■ The request
Return every line of the data below that contains the word "white", treating uppercase and lowercase as different.

Data entries:
_____
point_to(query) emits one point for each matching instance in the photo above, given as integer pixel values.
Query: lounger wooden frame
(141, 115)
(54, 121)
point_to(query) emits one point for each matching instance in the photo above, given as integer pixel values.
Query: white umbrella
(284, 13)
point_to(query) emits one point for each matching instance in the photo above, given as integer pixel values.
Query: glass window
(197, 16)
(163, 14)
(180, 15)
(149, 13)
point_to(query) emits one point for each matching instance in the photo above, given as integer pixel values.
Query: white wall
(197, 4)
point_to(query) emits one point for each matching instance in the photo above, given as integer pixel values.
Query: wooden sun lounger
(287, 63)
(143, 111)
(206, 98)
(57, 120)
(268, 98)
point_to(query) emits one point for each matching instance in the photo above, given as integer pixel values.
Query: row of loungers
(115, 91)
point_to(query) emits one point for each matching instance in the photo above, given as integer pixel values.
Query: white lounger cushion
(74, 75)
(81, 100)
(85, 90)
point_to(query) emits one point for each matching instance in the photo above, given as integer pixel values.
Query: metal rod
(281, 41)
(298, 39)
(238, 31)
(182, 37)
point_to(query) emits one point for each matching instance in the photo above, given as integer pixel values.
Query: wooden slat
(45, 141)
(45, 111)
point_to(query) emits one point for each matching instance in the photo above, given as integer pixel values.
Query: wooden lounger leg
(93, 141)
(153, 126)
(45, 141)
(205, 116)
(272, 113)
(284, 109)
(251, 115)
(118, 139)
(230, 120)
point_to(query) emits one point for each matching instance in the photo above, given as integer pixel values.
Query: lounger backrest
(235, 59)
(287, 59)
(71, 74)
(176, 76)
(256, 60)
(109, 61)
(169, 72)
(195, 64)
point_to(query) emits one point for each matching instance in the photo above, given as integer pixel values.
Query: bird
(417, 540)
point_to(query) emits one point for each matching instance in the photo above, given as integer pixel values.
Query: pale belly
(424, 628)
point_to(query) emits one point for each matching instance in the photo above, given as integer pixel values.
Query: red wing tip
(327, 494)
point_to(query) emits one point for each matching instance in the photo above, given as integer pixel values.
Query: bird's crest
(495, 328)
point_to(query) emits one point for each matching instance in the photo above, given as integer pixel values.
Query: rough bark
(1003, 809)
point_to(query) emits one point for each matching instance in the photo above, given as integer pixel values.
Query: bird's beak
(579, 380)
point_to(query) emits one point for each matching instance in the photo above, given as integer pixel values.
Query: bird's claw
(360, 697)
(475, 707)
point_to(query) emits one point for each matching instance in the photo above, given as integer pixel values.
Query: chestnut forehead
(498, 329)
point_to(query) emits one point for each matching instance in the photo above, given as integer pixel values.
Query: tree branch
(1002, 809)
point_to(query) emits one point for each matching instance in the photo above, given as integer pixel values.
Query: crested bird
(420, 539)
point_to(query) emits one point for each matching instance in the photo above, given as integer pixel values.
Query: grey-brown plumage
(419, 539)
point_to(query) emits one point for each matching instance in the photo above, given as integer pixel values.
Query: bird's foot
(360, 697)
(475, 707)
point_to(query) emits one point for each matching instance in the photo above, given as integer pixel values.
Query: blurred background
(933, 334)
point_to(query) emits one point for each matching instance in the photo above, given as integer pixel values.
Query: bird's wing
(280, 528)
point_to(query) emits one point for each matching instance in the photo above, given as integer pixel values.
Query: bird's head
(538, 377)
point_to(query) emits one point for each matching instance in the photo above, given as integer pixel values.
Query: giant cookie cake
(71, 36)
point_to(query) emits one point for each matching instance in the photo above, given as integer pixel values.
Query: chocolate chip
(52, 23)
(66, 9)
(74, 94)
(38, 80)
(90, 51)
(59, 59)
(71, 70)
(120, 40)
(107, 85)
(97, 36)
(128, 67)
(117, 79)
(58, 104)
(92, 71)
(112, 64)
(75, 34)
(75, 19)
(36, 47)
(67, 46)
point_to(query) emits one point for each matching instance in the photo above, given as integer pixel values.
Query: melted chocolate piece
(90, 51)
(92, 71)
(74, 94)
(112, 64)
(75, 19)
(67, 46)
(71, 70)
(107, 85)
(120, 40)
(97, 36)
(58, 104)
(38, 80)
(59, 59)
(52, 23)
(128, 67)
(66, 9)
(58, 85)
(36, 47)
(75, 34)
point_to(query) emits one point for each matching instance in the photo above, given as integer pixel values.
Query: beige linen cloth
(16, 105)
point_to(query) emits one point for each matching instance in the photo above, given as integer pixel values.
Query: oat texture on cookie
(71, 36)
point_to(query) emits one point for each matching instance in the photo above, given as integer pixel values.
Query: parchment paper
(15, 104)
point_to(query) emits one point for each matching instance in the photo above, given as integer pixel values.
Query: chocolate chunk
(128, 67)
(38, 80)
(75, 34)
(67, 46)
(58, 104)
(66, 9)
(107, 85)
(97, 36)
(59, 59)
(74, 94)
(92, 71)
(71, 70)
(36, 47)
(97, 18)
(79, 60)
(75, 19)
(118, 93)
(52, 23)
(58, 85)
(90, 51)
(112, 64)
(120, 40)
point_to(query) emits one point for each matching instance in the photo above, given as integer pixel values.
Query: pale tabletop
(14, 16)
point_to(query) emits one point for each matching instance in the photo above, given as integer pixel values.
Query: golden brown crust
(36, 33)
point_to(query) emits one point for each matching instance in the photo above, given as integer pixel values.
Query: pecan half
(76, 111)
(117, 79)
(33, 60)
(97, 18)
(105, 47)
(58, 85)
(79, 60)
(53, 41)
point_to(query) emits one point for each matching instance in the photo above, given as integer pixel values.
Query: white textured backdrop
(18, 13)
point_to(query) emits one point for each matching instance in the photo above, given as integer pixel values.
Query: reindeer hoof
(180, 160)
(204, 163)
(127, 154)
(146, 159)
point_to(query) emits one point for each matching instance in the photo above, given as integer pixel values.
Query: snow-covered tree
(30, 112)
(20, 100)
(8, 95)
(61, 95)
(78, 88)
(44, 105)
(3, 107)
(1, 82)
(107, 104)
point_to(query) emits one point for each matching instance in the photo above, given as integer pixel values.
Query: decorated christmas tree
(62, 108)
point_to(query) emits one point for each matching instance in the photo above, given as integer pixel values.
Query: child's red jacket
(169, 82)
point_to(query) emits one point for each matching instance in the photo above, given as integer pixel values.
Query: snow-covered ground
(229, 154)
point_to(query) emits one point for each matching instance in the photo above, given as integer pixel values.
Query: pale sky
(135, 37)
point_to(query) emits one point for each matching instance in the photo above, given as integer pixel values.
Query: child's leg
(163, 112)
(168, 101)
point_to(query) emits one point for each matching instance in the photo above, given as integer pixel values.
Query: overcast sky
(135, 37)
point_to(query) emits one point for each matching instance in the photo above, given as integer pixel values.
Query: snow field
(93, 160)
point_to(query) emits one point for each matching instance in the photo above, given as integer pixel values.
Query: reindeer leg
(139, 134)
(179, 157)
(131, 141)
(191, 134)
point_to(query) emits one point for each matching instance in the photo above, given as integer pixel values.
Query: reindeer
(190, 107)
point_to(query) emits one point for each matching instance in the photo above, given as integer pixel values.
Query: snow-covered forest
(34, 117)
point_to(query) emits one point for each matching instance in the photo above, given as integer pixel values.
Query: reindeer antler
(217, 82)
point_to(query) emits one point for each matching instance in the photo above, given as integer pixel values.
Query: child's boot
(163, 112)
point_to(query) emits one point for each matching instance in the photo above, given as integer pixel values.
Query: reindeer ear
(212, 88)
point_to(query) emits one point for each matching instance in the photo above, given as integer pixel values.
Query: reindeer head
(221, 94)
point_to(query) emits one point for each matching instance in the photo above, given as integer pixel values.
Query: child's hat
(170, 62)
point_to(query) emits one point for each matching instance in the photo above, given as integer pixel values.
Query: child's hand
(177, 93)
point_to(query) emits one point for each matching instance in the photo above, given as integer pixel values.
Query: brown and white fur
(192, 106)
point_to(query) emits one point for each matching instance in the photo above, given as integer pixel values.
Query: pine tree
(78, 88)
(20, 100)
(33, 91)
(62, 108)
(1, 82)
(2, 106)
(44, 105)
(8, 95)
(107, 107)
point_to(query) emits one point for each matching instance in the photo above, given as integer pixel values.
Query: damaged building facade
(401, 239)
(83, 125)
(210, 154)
_____
■ Task solution
Query: white umbrella
Query: white wall
Query: white lounger cushion
Query: white textured backdrop
Query: brown and white fur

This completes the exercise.